▶ [Data in this exercise]:
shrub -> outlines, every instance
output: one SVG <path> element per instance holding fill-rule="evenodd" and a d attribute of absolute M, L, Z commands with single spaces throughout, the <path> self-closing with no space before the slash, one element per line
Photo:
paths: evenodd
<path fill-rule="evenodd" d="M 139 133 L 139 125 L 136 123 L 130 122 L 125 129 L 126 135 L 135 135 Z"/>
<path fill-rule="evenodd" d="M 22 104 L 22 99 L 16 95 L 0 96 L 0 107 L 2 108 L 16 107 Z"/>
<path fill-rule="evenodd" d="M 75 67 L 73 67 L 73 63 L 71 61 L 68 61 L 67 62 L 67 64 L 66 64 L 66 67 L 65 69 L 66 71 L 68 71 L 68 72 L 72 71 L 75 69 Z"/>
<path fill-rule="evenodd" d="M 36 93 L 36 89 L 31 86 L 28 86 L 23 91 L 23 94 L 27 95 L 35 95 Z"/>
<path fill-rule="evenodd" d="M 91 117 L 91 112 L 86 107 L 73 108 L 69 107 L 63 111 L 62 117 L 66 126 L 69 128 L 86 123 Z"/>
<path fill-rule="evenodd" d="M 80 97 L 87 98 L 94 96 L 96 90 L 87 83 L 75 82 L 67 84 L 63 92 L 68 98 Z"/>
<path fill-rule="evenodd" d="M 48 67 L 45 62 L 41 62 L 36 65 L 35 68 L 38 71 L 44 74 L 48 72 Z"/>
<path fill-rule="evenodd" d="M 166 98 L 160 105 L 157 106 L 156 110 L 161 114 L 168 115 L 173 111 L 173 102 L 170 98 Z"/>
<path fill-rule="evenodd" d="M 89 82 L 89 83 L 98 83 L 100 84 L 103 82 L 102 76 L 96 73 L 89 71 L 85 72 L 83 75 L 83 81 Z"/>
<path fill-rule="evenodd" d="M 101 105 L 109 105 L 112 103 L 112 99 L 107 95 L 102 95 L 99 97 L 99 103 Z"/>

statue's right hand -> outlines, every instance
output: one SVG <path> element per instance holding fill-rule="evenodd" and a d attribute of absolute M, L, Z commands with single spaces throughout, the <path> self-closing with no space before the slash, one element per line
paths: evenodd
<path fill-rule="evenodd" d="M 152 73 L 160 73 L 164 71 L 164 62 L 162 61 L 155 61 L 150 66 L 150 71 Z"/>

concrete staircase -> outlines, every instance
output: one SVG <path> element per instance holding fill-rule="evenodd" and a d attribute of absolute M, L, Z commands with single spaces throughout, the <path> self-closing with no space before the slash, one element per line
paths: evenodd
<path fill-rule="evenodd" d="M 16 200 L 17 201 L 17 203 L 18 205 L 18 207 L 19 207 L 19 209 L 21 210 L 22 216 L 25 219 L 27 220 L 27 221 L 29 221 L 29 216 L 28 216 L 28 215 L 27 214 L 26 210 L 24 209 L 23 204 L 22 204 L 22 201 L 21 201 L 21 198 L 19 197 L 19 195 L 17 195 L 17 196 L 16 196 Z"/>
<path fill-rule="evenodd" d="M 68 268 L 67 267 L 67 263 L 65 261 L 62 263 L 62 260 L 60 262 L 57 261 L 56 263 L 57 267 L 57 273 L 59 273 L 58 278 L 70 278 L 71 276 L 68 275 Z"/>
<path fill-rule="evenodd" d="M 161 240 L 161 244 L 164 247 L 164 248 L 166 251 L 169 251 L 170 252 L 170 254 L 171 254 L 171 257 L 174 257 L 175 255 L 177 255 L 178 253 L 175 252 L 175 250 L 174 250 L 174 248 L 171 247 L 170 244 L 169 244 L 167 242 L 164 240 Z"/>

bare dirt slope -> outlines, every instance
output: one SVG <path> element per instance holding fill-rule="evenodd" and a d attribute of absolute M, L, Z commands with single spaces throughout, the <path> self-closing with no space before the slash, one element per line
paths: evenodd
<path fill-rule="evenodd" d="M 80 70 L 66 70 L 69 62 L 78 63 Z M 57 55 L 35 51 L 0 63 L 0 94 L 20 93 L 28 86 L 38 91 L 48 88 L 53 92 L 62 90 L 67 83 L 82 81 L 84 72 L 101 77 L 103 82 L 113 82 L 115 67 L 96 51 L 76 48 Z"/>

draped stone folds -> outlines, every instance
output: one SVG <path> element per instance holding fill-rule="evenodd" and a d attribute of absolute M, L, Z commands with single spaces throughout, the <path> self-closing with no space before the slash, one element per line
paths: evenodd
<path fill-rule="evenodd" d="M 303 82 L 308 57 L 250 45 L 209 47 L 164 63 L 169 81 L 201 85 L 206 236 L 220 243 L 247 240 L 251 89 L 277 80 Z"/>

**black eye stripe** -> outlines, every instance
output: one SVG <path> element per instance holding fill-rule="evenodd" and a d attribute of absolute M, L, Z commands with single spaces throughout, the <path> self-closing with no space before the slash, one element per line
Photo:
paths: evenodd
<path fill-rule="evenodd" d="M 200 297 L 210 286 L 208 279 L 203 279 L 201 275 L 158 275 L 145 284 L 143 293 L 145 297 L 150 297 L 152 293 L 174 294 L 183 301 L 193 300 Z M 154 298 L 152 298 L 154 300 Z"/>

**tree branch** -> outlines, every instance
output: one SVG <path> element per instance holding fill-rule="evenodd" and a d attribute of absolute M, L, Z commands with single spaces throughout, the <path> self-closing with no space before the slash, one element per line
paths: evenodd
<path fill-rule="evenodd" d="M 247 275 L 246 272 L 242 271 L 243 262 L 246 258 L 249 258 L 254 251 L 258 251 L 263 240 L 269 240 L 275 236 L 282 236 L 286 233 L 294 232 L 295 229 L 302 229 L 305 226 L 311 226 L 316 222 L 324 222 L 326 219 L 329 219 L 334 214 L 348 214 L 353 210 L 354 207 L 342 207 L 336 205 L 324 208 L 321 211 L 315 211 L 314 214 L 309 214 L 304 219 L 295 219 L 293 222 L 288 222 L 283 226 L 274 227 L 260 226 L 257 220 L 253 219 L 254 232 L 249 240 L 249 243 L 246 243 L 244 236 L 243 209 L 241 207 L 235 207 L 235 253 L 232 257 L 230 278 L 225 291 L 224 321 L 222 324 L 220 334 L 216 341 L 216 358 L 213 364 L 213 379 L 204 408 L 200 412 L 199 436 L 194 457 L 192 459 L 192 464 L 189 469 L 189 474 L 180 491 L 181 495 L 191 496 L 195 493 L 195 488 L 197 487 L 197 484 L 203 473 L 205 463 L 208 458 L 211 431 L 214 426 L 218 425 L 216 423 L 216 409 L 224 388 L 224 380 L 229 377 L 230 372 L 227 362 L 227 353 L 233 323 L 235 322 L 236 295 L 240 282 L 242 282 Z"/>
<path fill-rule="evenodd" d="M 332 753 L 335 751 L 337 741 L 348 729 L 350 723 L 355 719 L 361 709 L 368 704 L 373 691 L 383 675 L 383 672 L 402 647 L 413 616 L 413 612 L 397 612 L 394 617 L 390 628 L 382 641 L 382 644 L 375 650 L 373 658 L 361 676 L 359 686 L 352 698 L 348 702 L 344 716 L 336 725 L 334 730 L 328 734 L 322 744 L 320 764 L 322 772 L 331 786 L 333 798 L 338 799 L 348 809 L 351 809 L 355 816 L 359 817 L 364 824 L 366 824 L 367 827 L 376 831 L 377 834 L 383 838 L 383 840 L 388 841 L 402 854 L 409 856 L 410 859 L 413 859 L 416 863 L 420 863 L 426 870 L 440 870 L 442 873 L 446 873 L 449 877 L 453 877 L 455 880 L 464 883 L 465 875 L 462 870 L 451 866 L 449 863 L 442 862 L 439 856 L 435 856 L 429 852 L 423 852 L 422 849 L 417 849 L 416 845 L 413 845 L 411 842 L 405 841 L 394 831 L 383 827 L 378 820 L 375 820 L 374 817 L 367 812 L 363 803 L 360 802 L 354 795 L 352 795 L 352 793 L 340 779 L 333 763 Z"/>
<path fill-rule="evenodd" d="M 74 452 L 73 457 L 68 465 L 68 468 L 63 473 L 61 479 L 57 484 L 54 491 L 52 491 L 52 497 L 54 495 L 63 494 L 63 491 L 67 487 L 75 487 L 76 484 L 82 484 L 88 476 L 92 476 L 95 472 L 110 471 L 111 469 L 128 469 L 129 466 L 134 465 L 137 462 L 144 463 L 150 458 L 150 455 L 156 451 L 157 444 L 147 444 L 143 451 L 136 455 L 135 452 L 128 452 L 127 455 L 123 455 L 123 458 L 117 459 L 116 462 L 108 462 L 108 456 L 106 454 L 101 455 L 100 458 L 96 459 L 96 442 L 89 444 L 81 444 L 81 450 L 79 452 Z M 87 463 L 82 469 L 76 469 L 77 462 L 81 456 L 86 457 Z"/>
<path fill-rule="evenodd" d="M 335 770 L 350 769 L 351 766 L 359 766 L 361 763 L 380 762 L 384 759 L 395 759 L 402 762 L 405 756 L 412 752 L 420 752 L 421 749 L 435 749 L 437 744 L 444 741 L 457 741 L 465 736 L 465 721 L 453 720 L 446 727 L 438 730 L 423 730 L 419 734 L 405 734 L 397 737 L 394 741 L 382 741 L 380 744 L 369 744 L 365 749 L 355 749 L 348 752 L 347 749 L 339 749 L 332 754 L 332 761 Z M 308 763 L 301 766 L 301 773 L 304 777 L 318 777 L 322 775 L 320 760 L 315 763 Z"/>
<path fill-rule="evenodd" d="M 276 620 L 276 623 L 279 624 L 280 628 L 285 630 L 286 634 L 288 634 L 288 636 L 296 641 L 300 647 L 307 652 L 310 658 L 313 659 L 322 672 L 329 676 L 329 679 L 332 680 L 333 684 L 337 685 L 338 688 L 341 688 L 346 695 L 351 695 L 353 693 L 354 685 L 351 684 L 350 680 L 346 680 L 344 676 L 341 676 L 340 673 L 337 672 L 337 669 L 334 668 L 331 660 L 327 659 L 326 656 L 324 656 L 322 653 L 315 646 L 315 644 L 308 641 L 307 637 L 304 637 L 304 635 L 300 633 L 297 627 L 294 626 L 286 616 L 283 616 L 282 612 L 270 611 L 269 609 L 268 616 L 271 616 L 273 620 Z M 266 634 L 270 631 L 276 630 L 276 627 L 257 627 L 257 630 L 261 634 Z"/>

▶ [What is asked]: Copy the lines above word for word, starting at the line that contains "stripe** -> outlines, every instance" and ending at the line that contains "200 297 L 210".

▶ [Reply to the exercise]:
**black eye stripe** -> outlines, every instance
output: one SVG <path> element per instance holding fill-rule="evenodd" and a d attribute of absolute M, L, Z commands with single spaces throughout, the <path> self-closing with no space before the slash, one element per line
Photo:
paths: evenodd
<path fill-rule="evenodd" d="M 200 297 L 210 286 L 208 279 L 203 279 L 201 275 L 158 275 L 145 284 L 143 293 L 145 297 L 150 297 L 152 293 L 174 294 L 183 301 L 193 300 Z M 154 298 L 152 298 L 154 300 Z"/>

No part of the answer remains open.